* [EXTRAIT DU DOCUMENT]
__________________________________________________

Ce commandement comprend au Maroc les circonscriptions du Noun, du Bani et du
Ktaoua-Mhammid, en Algérie les annexes de la Saoura et du Touat, cette dernière en partie
seulement. L’article 4 du décret dispose que “provisoirement, le gouverneur
général de l’Afrique occidentale française met à la disposition du commandant
militaire des confins algéro- marocains tout le territoire de cette colonie
s’étendant au nord d’une ligne qui suivra d’une façon générale le 25° parallèle
de latitude nord” ce que précise l’instruction
ministérielle du 10 Avril 1934 [5].
Une partie des territoires algérien, marocain et mauritanien sont donc
rattachés à Rabat pour les questions militaires, les seules à se poser à
l’époque, tout en restant politique rattachés à leurs chefs-lieux respectifs, à
l’exception de ce qui est mauritanien “mis à la disposition” du commandement
des confins, sans aucune autre précision. Ce chevauchement de compétences
matérielles et territoriales engendre des difficultés de plus en plus
nombreuses à mesure que les territoires concernés prennent davantage de
personnalité, témoin en étant la réticence explicite, en Novembre 1950 [6]
qu’opposent aux projets de démonstration du général Miquel dans la région
d’Atar et de Fort-Etienne le gouverneur général de l’A.O.F. et le gouverneur de
la Mauritanie. L’évolution
divergente de l’Afrique occidentale, du Maroc et de l’Algérie met donc fin au
commandement des confins supprimé par un décret – non publié pour des raisons
d’opportunité politique – intervenant le 18 Février 1956, soit pendant le début
des négociations franco-marocaines qui ont, entre autres conséquences, celle de
priver les confins de leur direction militaire à partir du Maroc.

__________________________________________________

* [EXTRAITS DES DONNÉES]

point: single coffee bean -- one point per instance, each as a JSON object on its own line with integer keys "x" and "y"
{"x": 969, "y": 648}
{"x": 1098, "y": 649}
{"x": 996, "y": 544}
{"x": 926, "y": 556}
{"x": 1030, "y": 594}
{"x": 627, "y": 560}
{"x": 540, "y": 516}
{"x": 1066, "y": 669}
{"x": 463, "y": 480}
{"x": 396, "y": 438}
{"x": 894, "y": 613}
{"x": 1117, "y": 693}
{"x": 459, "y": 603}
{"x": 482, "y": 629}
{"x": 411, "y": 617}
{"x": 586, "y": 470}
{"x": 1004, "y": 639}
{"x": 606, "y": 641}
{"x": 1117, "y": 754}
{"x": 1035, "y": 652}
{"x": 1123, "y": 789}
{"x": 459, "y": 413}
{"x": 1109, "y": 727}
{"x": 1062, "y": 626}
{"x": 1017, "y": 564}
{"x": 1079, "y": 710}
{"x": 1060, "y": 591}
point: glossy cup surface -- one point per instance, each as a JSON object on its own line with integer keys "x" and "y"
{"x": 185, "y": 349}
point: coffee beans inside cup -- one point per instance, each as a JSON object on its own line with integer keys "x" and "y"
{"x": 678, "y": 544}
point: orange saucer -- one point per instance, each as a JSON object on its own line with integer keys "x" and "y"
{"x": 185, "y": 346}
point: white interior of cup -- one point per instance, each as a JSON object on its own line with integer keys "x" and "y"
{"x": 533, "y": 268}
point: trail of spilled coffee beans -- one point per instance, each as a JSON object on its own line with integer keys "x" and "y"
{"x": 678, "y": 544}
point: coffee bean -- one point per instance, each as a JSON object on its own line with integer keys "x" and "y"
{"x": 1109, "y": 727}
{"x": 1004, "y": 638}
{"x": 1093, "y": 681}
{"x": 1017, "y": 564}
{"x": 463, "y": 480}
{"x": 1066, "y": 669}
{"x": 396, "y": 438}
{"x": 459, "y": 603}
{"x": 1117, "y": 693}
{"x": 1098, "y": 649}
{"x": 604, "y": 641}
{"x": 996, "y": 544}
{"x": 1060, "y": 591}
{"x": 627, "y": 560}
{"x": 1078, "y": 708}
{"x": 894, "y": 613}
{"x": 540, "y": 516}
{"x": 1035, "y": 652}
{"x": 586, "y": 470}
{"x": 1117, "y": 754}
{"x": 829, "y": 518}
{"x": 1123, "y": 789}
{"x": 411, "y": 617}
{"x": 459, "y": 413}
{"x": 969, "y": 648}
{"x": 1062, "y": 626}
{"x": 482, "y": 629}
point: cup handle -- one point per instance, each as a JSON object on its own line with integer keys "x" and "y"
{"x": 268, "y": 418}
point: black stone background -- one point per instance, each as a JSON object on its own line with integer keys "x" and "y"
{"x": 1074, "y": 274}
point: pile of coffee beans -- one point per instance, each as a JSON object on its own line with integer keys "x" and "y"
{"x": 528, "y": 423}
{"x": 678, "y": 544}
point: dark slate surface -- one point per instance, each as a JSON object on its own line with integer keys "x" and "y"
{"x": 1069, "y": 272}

__________________________________________________

Reformulez en liste le paragraphe de l'extrait du document qui commence par « Une partie des territoires », en gardant ses faits principaux.

* [RÉPONSE COMPLÈTE]
- Des parties des territoires algérien, marocain et mauritanien dépendent de Rabat pour les questions militaires, les seules qui se posent alors. Elles restent politiquement rattachées à leurs chefs-lieux respectifs. Seule la partie mauritanienne est simplement « mise à la disposition » du commandement des confins, sans autre précision.
- Ce chevauchement de compétences matérielles et territoriales entraîne des difficultés croissantes à mesure que ces territoires prennent de la personnalité.
- Exemple : en novembre 1950, le gouverneur général de l'A.O.F. et le gouverneur de la Mauritanie s'opposent explicitement aux projets de démonstration du général Miquel dans la région d'Atar et de Fort-Etienne.
- L'évolution divergente de l'Afrique occidentale, du Maroc et de l'Algérie met fin au commandement des confins. Il est supprimé le 18 février 1956 par un décret non publié pour des raisons d'opportunité politique.
- Ce décret intervient au début des négociations franco-marocaines. Entre autres conséquences, ces négociations privent les confins de leur direction militaire depuis le Maroc.